Abstract
Stochastic parameter estimation and inversion have become increasingly popular in recent years. Nowadays, it is computationally reasonable and regular to solve complex inverse problems within the Bayesian framework. Applications of Bayesian inferences for inverse problems require investigation of the posterior distribution, which usually has a complex landscape and is highly dimensional. In these cases, Markov chain Monte Carlo methods (MCMC) are often used. This paper discusses a Bayesian approach for identifying adsorption and desorption rates in combination with a pore-scale reactive flow. Markov chain Monte Carlo sampling is used to estimate adsorption and desorption rates. The reactive transport in porous media is governed by incompressible Stokes equations, coupled with convection–diffusion equation for species’ transport. Adsorption and desorption are accounted via Robin boundary conditions. The Henry isotherm is considered for describing the reaction terms. The measured concentration at the outlet boundary is provided as additional information for the identification procedure. Metropolis–Hastings and Adaptive Metropolis algorithms are implemented. Credible intervals have been plotted from sampled posterior distributions for both algorithms. The impact of the noise in the measurements and influence of several measurements for Bayesian identification procedure is studied. Sample analysis using the autocorrelation function and acceptance rate is performed to estimate mixing of the Markov chain. As result, we conclude that MCMC sampling algorithm within the Bayesian framework is good enough to determine an admissible set of parameters via credible intervals.

→ **Things to do**
• A. Decide whether each statement agrees with the abstract, answering yes or no and quoting the words of the abstract that settle it: (i) the Henry isotherm is used to describe the reaction terms; (ii) adsorption and desorption are accounted for through Dirichlet boundary conditions; (iii) the measured concentration is taken at the inlet boundary.
• B. Rewrite the records, from their first line through the line containing "POLYGON ((185 156, 166", inclusive, as a JSON list of strings with one string per line and blank lines omitted.
The abstract and the records that follow it are unrelated material.

Outline records
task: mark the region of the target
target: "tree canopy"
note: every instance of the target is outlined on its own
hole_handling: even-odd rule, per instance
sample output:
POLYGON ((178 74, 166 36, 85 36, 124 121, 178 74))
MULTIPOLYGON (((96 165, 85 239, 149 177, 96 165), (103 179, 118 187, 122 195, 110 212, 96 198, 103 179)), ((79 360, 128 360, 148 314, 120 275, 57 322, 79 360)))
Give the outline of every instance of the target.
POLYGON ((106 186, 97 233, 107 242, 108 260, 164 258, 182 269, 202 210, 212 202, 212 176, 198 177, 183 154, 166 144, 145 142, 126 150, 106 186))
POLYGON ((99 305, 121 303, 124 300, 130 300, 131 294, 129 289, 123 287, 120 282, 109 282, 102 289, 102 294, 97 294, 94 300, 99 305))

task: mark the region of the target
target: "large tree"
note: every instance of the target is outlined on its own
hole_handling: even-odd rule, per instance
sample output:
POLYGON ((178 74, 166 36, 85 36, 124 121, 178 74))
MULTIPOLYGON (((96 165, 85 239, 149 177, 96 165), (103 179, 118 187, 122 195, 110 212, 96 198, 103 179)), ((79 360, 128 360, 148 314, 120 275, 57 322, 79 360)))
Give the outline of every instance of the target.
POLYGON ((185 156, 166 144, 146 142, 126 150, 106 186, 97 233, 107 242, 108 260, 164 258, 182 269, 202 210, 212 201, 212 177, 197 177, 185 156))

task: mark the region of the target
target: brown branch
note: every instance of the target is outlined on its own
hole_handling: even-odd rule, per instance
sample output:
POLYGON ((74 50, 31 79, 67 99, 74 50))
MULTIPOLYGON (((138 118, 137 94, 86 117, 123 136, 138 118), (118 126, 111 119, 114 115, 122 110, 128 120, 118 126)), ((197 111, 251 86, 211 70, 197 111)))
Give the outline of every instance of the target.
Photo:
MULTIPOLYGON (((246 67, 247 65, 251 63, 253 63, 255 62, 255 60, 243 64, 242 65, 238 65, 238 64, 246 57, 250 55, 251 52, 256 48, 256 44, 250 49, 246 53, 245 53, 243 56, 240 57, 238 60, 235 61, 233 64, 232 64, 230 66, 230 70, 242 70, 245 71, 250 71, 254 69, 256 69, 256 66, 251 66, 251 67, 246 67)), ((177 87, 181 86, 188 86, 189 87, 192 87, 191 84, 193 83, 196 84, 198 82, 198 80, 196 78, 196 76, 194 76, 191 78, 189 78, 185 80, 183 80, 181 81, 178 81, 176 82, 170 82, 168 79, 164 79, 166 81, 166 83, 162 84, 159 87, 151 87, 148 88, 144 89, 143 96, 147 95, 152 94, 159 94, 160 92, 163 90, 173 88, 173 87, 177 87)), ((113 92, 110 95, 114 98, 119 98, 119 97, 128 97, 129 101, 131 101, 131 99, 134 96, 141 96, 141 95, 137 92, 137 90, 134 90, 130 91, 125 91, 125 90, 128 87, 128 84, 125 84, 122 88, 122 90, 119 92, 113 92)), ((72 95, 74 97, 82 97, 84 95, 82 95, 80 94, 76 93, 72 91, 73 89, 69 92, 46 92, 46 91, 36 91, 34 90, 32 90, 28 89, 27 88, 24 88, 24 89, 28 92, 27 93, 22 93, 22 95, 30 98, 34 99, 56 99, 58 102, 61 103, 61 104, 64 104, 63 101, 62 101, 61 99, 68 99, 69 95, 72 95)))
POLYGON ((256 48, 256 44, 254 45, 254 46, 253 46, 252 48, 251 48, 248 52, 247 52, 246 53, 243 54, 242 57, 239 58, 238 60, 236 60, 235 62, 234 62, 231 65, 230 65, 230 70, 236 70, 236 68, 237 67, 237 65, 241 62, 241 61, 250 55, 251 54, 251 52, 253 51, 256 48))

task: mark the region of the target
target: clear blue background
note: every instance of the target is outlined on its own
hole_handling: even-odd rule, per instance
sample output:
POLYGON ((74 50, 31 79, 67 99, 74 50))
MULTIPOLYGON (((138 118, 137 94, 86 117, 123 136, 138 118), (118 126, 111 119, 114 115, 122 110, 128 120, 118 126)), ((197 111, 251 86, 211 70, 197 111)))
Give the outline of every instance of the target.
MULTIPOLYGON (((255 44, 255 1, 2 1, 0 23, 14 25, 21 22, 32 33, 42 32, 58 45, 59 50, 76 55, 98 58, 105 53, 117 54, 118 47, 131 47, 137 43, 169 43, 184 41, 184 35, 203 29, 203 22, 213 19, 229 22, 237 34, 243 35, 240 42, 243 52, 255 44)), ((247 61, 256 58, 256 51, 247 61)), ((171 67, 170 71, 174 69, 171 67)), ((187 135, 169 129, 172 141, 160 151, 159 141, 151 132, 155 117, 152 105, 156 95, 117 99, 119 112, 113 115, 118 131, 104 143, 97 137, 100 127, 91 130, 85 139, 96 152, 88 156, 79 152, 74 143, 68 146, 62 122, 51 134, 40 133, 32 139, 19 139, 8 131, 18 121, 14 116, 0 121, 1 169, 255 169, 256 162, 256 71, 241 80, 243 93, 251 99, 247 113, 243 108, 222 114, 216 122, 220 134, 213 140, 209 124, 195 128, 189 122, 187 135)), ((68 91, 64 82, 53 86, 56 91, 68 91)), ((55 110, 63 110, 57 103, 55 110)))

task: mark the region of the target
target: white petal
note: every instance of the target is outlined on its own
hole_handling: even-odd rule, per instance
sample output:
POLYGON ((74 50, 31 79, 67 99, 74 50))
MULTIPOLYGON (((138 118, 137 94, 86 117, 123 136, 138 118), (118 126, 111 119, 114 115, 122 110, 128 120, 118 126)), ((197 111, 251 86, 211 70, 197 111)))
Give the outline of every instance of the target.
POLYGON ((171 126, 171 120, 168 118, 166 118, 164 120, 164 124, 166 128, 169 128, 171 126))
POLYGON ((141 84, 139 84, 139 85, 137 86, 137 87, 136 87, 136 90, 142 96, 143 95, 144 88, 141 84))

→ **The replies**
• A.
(i) Yes: "The Henry isotherm is considered for describing the reaction terms."
(ii) No: "Adsorption and desorption are accounted via Robin boundary conditions."
(iii) No: "The measured concentration at the outlet boundary is provided as additional information for the identification procedure."

• B.
[
  "task: mark the region of the target",
  "target: \"tree canopy\"",
  "note: every instance of the target is outlined on its own",
  "hole_handling: even-odd rule, per instance",
  "sample output:",
  "POLYGON ((178 74, 166 36, 85 36, 124 121, 178 74))",
  "MULTIPOLYGON (((96 165, 85 239, 149 177, 96 165), (103 179, 118 187, 122 195, 110 212, 96 198, 103 179)), ((79 360, 128 360, 148 314, 120 275, 57 322, 79 360)))",
  "Give the outline of every instance of the target.",
  "POLYGON ((106 186, 97 233, 107 242, 108 260, 164 258, 182 269, 202 210, 212 202, 212 176, 198 177, 183 154, 166 144, 145 142, 126 150, 106 186))",
  "POLYGON ((99 305, 121 303, 124 300, 130 300, 131 294, 129 289, 123 287, 120 282, 109 282, 102 289, 102 294, 97 294, 94 300, 99 305))",
  "task: mark the region of the target",
  "target: \"large tree\"",
  "note: every instance of the target is outlined on its own",
  "hole_handling: even-odd rule, per instance",
  "sample output:",
  "POLYGON ((178 74, 166 36, 85 36, 124 121, 178 74))",
  "MULTIPOLYGON (((96 165, 85 239, 149 177, 96 165), (103 179, 118 187, 122 195, 110 212, 96 198, 103 179)), ((79 360, 128 360, 148 314, 120 275, 57 322, 79 360)))",
  "Give the outline of every instance of the target.",
  "POLYGON ((185 156, 166 144, 146 142, 126 150, 106 186, 97 233, 107 242, 108 260, 164 258, 182 269, 202 210, 212 201, 212 177, 197 177, 185 156))"
]